* Begin *

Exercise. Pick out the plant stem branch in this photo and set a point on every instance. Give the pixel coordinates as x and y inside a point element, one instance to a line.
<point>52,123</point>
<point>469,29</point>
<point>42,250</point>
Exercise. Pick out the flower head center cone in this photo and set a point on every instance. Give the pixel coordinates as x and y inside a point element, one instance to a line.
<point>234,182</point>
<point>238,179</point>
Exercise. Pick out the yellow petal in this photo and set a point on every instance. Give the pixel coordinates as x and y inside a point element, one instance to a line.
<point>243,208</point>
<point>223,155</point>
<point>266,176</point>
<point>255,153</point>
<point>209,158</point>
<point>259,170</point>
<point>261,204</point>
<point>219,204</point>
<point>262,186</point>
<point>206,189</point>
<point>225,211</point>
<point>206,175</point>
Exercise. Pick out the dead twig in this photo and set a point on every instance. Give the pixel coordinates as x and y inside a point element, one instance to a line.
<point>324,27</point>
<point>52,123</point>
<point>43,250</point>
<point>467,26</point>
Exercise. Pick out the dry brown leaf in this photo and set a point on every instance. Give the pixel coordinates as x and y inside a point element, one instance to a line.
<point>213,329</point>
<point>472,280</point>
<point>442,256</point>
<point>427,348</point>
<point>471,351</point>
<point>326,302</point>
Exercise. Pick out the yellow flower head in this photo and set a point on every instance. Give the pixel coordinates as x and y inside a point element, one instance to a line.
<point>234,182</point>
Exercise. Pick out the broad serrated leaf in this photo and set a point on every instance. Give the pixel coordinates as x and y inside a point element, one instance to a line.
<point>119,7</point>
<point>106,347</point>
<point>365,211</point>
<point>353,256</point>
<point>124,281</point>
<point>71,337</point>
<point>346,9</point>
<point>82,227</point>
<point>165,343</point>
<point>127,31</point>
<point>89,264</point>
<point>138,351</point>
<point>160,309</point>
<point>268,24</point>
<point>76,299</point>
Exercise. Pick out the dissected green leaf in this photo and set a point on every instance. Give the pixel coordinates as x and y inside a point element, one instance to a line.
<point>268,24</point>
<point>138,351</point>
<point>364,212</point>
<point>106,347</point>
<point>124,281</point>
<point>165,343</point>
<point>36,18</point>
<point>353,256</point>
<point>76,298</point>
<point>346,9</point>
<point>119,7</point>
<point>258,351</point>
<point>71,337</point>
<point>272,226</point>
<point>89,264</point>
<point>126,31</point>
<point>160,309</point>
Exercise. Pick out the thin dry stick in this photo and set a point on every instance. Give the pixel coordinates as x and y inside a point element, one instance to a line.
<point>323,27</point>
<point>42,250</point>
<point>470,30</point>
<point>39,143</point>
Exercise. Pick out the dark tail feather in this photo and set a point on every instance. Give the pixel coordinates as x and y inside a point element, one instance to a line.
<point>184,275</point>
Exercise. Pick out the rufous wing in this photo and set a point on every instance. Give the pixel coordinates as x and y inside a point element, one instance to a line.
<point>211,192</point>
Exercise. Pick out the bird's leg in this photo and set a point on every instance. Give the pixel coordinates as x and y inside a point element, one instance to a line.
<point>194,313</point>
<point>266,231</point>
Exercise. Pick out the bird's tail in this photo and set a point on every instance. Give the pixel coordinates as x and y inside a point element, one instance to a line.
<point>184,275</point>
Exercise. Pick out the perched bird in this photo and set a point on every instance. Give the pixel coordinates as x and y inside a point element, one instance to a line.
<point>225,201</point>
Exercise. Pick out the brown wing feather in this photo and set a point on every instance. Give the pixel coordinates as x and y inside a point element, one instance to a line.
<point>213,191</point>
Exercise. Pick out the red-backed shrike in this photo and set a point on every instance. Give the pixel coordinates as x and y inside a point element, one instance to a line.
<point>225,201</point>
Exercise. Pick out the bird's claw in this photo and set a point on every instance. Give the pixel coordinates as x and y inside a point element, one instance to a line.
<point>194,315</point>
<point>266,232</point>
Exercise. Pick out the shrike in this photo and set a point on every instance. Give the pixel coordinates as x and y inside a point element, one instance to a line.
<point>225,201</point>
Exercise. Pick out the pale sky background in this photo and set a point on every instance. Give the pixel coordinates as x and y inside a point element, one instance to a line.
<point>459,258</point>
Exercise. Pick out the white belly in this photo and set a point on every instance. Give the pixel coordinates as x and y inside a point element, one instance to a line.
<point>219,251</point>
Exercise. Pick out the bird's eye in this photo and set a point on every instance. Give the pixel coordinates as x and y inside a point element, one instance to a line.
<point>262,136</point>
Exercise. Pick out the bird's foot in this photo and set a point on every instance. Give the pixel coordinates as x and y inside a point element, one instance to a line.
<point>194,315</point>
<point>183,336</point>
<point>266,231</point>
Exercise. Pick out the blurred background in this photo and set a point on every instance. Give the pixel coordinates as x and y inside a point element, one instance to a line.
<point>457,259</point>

* End *

# [Short exercise]
Reproduce every line of the data above verbatim, in its original order.

# [Written answer]
Exercise. Pick out the plant stem branch in this photo and set a point on every instance. Give the pixel coordinates as x and y inside a point element, one instance to a line.
<point>52,123</point>
<point>469,29</point>
<point>42,250</point>
Exercise. Pick out the flower head center cone in this photo and set a point on every instance. Give the pixel coordinates as x and y inside a point element, one instance to a line.
<point>234,182</point>
<point>238,179</point>
Exercise. Pick out the yellow petal in this photo and set a point on every instance. Give the pixel coordinates as x and y inside a point element, one instance to a line.
<point>243,208</point>
<point>223,155</point>
<point>266,176</point>
<point>255,153</point>
<point>209,158</point>
<point>259,170</point>
<point>261,204</point>
<point>219,204</point>
<point>262,186</point>
<point>206,189</point>
<point>225,211</point>
<point>206,175</point>
Exercise. Pick out the dead twig in this photo and set a point on every instance. Give the pixel coordinates as x and y inside a point element, one instance to a line.
<point>324,27</point>
<point>52,123</point>
<point>43,250</point>
<point>467,26</point>
Exercise. Pick out the dry brown leaf in this photo and set a point on every instance. Give the pixel coordinates as x and y inside a point element, one instance to a line.
<point>213,329</point>
<point>472,280</point>
<point>442,256</point>
<point>427,348</point>
<point>471,351</point>
<point>326,302</point>
Exercise. Pick out the yellow flower head in this photo and set a point on every instance. Give the pixel coordinates as x and y inside a point element, one instance to a line.
<point>234,182</point>
Exercise. Pick out the broad serrated leaf in this photo and set a point on every instance. Give the pixel coordinates as x and y inside a point element, one instance to a line.
<point>119,7</point>
<point>106,347</point>
<point>365,211</point>
<point>353,256</point>
<point>124,281</point>
<point>71,337</point>
<point>346,9</point>
<point>82,227</point>
<point>165,343</point>
<point>127,31</point>
<point>89,264</point>
<point>138,351</point>
<point>160,309</point>
<point>268,24</point>
<point>76,299</point>
Exercise. Pick out the dissected green leaf in this photo and set a point on every instance. Give the pixel coordinates as x and y inside a point element, one instance to a line.
<point>268,24</point>
<point>138,351</point>
<point>364,212</point>
<point>106,347</point>
<point>124,281</point>
<point>165,343</point>
<point>36,18</point>
<point>353,256</point>
<point>76,298</point>
<point>346,9</point>
<point>119,7</point>
<point>258,351</point>
<point>71,337</point>
<point>272,226</point>
<point>89,264</point>
<point>126,31</point>
<point>160,309</point>
Exercise. Pick out the thin dry stick in this photo and set a point on every instance. Give the pixel coordinates as x and y inside a point element, one instance to a line.
<point>323,27</point>
<point>42,250</point>
<point>470,30</point>
<point>39,143</point>
Exercise. Pick out the dark tail feather in this photo and set a point on every instance. Give the pixel coordinates as x and y inside a point element, one instance to a line.
<point>184,275</point>
Exercise. Pick out the rufous wing in this photo and set a point on every instance. Give the pixel coordinates as x and y inside a point element, one instance to a line.
<point>211,192</point>
Exercise. Pick out the bird's leg in this photo and set a point on every instance. Give the pixel coordinates as x and y inside a point element, one instance to a line.
<point>194,313</point>
<point>266,231</point>
Exercise. Pick out the bird's tail in this photo and set a point on every instance. Give the pixel coordinates as x and y inside a point element, one instance to a line.
<point>184,275</point>
Exercise. Pick out the perched bird in this photo and set a point on every instance. Give the pixel coordinates as x and y inside a point element, one instance to a line.
<point>225,201</point>
Exercise. Pick out the brown wing feather in this photo and set a point on every instance. Give the pixel coordinates as x and y inside a point element, one instance to a line.
<point>213,191</point>
Exercise. Pick out the red-backed shrike in this photo and set a point on every instance. Give the pixel coordinates as x and y inside a point element, one instance to a line.
<point>225,201</point>
Exercise. Pick out the bird's claw in this photo and set a point on every instance. Give the pixel coordinates as x and y inside a point element, one instance to a line.
<point>194,315</point>
<point>266,232</point>
Exercise. Pick out the shrike in this photo and set a point on every instance. Give the pixel coordinates as x and y inside a point element, one instance to a line.
<point>225,201</point>
Exercise. Pick out the pale sky background in this photo and set a point on every instance. Give the pixel coordinates as x and y inside a point element, one instance to a line.
<point>459,258</point>
Exercise. Pick out the white belly in this photo and set a point on every instance. Give the pixel coordinates as x and y inside a point element, one instance to a line.
<point>219,251</point>
Exercise. Pick out the bird's eye in this photo and set a point on every instance. Give the pixel coordinates as x and y inside a point element, one instance to a line.
<point>262,136</point>
Exercise. Pick out the bird's foot in this photo and set a point on every instance. Give the pixel coordinates as x and y inside a point element, one instance to a line.
<point>194,315</point>
<point>183,336</point>
<point>266,231</point>
Exercise. Pick out the blurred background in this photo and set a point on every instance. Give the pixel coordinates as x and y inside a point element, one instance to a line.
<point>457,259</point>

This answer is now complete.